- **Instructions to follow**: All of the records below need to be returned exactly.

====== Data provided

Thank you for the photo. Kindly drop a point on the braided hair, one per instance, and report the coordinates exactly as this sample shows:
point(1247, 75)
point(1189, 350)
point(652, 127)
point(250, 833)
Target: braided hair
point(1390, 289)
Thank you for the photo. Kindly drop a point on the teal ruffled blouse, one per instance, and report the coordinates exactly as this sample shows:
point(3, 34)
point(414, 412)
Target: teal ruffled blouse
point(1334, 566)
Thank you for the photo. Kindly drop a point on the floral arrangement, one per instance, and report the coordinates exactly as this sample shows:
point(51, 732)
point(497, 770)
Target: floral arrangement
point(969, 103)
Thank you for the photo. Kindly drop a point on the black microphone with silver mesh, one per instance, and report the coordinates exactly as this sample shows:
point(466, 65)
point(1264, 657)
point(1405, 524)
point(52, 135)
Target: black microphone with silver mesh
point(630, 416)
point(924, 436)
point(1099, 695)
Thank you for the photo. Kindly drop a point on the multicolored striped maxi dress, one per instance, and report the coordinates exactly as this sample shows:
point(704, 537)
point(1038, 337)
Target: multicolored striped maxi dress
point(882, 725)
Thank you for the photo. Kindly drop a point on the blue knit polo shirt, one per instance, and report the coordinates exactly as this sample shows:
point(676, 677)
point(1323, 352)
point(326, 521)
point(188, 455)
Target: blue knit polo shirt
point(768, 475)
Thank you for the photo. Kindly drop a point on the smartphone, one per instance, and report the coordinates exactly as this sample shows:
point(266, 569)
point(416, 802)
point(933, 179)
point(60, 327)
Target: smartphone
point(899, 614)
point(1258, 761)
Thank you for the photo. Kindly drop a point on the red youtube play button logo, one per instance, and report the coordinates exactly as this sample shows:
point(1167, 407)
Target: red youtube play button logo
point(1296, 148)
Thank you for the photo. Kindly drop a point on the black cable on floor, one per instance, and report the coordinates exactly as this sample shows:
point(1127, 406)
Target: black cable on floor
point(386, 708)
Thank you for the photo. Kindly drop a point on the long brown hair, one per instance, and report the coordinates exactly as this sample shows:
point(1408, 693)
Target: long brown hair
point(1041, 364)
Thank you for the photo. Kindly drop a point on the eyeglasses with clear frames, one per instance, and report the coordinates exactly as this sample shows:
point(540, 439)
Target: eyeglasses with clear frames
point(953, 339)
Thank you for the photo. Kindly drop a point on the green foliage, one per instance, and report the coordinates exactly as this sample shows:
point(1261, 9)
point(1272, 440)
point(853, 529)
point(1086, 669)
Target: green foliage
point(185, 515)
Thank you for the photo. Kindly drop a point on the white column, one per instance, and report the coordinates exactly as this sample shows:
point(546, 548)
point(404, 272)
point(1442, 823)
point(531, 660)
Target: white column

============

- **Task answer**:
Thank you for the photo. Kindly drop a point on the braided hair, one per instance, and report the coordinates exactly as this sample shows:
point(1247, 75)
point(1189, 350)
point(652, 127)
point(250, 833)
Target: braided hair
point(1390, 289)
Thank you for the photo. Kindly drop a point on the teal ruffled blouse, one per instance, and report the coordinates exactly as this sample shows:
point(3, 34)
point(414, 412)
Target: teal ruffled blouse
point(1334, 566)
Thank you for the photo. Kindly drop a point on the floral arrangement, one per instance, and report the coordinates exactly as this sample shows:
point(51, 732)
point(497, 770)
Target: floral arrangement
point(969, 103)
Thank you for the photo. Kindly drop a point on the black microphone with silver mesh, one per instance, and report the coordinates exactly as this sample shows:
point(466, 65)
point(1264, 657)
point(1405, 524)
point(52, 135)
Target: black microphone with silver mesh
point(630, 416)
point(924, 436)
point(1099, 695)
Thank you for the photo. Kindly drop a point on the multicolored striped maxi dress, one per instance, and report the coordinates exactly as this sample shows:
point(704, 537)
point(1038, 337)
Target: multicolored striped maxi dress
point(882, 725)
Thank you for the photo. Kindly drop a point on the blue knit polo shirt, one per instance, and report the coordinates exactly as this sample shows:
point(676, 677)
point(1323, 352)
point(326, 521)
point(188, 455)
Target: blue knit polo shirt
point(768, 475)
Thank you for the photo. Kindly drop a point on the smartphone, one per instance, and report the coordinates exactly as this sample shows:
point(266, 569)
point(416, 802)
point(933, 179)
point(60, 327)
Target: smartphone
point(899, 614)
point(1258, 761)
Thank you for the photo. Kindly drop a point on the red youtube play button logo, one per instance, and report the coordinates exactly as this sample shows:
point(1167, 407)
Target: red youtube play button logo
point(1296, 148)
Thank you for the photo. Kindly drop a point on the black cable on floor, one per instance, and report the coordinates exactly as this sample shows:
point(1127, 406)
Target: black cable on floor
point(386, 708)
Thank you for the photo. Kindly drop a point on the long brown hair, one per instance, and report the coordinates exactly as this sample shows:
point(1408, 693)
Target: long brown hair
point(1041, 364)
Thank you for the photo. Kindly drop a point on the eyeglasses with clear frames, one per instance, and report the coordinates exactly as this sample shows:
point(540, 439)
Target: eyeglasses with clear frames
point(953, 339)
Thank you for the photo. Kindly drop a point on the green foliage, one per instance, and report the coordinates exactly as this sample shows:
point(1261, 9)
point(1272, 440)
point(853, 529)
point(1086, 669)
Target: green foliage
point(185, 515)
Thank you for the photo. Kindly drop a point on the white column, one per instance, and report the coordinates exactly as this sample shows:
point(546, 548)
point(404, 272)
point(1442, 823)
point(531, 660)
Target: white column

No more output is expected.